Your assignment: Find the line containing "positive clicks: (479, 550) (483, 558)" in the records below. Copy exactly that line and each one after it, ending at the line containing "positive clicks: (214, 672)", and nothing more.

[Dataset records]
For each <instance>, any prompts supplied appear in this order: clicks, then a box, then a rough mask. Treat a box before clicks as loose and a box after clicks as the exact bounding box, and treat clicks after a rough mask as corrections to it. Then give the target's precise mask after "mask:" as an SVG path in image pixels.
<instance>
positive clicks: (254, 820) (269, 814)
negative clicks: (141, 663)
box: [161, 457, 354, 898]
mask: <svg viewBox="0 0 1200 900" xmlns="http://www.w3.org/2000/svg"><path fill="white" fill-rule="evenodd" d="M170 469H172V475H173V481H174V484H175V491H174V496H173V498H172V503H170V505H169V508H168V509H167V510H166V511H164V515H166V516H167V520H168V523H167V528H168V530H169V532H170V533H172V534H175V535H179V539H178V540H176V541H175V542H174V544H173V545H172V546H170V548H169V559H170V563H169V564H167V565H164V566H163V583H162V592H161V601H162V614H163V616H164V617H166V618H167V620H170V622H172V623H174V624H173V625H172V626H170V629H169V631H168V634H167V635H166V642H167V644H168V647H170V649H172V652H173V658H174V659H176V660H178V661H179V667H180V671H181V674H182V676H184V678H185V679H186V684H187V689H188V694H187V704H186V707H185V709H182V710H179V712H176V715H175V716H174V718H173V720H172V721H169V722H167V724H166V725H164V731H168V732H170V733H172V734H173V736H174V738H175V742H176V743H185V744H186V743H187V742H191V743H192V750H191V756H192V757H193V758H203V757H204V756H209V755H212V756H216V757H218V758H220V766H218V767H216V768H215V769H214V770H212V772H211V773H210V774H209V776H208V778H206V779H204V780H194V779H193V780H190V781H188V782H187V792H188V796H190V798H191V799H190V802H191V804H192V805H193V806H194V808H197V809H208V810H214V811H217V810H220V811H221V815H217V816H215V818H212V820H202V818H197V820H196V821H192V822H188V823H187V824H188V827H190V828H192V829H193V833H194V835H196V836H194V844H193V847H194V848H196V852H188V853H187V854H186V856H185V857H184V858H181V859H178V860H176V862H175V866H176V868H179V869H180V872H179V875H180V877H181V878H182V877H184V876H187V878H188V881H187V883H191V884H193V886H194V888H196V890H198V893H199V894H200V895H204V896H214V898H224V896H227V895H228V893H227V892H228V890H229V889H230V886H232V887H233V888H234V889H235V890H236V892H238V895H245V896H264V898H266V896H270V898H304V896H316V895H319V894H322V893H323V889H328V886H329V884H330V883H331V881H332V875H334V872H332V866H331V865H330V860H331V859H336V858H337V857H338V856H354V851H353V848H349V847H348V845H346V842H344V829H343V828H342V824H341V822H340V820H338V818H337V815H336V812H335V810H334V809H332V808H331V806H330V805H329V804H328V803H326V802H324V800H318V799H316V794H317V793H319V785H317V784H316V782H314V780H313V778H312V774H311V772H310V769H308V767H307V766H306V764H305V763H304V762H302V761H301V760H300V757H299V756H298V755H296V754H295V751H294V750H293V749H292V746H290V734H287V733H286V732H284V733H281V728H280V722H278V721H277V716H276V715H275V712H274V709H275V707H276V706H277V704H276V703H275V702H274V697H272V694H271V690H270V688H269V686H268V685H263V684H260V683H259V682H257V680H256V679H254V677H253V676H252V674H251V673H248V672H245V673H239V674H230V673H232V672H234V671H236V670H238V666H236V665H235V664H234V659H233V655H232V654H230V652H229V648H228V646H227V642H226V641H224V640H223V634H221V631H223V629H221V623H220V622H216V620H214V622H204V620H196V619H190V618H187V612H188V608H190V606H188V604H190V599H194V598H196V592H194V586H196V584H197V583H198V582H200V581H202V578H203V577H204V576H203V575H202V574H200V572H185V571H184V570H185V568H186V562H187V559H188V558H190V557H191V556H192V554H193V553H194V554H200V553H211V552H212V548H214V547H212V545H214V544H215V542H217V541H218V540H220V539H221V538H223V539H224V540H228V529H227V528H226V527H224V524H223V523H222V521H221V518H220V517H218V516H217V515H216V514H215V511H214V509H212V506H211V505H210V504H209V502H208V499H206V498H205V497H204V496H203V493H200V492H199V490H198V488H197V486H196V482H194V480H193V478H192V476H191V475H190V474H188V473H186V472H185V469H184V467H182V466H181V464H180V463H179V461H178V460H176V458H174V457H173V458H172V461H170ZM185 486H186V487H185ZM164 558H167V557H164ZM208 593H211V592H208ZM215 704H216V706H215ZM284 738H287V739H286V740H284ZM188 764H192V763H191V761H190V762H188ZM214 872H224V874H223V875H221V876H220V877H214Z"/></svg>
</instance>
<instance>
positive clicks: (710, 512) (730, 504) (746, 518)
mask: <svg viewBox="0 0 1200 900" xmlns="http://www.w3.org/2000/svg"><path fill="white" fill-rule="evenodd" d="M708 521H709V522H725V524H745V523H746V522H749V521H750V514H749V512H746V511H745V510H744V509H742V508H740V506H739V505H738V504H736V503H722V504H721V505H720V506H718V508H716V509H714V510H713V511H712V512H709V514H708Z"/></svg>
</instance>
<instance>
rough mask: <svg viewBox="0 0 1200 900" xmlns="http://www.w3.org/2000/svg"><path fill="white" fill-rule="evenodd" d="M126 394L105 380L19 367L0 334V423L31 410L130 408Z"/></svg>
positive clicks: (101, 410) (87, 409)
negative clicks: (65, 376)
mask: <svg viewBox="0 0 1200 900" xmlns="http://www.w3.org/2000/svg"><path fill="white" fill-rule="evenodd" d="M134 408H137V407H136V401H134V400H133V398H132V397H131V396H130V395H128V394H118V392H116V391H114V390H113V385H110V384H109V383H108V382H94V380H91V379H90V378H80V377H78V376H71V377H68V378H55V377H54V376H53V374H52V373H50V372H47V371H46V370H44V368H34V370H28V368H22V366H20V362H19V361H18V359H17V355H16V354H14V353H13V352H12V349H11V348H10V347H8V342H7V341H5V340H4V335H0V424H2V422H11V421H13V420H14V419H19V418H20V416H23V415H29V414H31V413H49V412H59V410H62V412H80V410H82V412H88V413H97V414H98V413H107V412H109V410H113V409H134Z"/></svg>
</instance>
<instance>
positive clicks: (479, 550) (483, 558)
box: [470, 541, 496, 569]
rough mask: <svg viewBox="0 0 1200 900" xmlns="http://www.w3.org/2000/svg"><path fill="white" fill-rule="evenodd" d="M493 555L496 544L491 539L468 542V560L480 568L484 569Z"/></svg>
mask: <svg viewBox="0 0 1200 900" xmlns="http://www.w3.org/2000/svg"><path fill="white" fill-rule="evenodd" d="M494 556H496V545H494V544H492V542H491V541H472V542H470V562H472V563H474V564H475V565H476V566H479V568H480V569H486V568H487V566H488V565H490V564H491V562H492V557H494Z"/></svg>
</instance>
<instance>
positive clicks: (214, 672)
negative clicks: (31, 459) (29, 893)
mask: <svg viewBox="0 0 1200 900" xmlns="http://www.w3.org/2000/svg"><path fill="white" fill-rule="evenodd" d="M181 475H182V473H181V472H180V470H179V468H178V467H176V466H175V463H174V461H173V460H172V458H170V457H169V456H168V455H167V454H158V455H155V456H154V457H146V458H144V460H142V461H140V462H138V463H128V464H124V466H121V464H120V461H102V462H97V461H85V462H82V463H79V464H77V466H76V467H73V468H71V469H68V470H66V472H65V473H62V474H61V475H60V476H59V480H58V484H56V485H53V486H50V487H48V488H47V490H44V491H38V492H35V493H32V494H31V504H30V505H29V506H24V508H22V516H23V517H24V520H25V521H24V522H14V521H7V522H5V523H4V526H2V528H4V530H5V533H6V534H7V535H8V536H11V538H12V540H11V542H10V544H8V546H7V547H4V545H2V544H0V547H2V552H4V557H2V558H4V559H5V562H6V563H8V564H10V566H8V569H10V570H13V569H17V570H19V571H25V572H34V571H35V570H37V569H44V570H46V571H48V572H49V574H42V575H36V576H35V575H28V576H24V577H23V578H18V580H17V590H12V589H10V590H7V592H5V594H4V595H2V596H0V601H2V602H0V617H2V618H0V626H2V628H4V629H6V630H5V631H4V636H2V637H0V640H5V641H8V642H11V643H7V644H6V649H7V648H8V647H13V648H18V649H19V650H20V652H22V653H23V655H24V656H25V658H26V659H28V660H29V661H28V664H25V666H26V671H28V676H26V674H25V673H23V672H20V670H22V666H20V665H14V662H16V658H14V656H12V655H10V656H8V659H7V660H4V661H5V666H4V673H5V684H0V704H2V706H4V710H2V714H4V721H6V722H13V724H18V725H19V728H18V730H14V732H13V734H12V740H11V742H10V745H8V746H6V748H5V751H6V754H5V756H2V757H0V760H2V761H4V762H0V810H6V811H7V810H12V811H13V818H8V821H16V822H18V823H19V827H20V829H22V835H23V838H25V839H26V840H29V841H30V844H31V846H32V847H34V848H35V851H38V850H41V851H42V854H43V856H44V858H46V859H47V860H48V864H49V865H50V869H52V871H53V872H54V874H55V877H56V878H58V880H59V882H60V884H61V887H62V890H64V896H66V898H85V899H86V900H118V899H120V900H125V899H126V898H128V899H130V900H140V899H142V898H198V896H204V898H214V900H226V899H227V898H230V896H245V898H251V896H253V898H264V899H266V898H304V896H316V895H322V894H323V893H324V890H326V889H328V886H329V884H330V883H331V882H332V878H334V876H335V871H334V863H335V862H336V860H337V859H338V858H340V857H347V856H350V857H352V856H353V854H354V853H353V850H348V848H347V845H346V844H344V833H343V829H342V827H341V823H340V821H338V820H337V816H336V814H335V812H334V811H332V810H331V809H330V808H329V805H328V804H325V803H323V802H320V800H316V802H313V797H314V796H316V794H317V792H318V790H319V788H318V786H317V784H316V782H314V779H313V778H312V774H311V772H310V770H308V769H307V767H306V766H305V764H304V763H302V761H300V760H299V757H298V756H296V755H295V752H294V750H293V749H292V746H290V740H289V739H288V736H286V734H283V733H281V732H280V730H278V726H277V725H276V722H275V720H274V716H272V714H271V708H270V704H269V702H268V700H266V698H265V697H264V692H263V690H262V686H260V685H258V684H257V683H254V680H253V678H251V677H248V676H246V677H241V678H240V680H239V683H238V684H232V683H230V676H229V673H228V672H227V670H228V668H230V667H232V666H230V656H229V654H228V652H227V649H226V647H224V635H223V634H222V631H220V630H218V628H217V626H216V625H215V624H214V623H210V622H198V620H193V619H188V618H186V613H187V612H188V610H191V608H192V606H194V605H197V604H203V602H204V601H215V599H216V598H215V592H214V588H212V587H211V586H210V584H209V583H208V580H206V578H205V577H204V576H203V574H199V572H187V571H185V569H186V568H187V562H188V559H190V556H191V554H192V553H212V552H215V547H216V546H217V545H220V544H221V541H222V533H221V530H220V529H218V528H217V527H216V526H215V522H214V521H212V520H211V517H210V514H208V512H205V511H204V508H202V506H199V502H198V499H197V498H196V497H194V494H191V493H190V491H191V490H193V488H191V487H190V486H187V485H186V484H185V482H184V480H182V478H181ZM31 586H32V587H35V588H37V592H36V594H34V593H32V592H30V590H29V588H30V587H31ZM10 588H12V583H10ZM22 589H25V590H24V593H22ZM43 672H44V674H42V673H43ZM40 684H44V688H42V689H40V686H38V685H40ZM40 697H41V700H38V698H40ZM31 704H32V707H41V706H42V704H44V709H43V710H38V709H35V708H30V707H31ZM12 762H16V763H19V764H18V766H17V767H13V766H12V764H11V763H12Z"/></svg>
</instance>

Exercise response:
positive clicks: (479, 550) (483, 558)
box: [470, 541, 496, 569]
rough mask: <svg viewBox="0 0 1200 900" xmlns="http://www.w3.org/2000/svg"><path fill="white" fill-rule="evenodd" d="M493 555L496 544L491 539L468 542V560L480 568L484 569Z"/></svg>
mask: <svg viewBox="0 0 1200 900" xmlns="http://www.w3.org/2000/svg"><path fill="white" fill-rule="evenodd" d="M494 556H496V545H494V544H492V542H491V541H472V542H470V562H472V563H474V564H475V565H476V566H479V568H480V569H486V568H487V566H488V565H490V564H491V562H492V557H494Z"/></svg>
</instance>
<instance>
positive clicks: (214, 672)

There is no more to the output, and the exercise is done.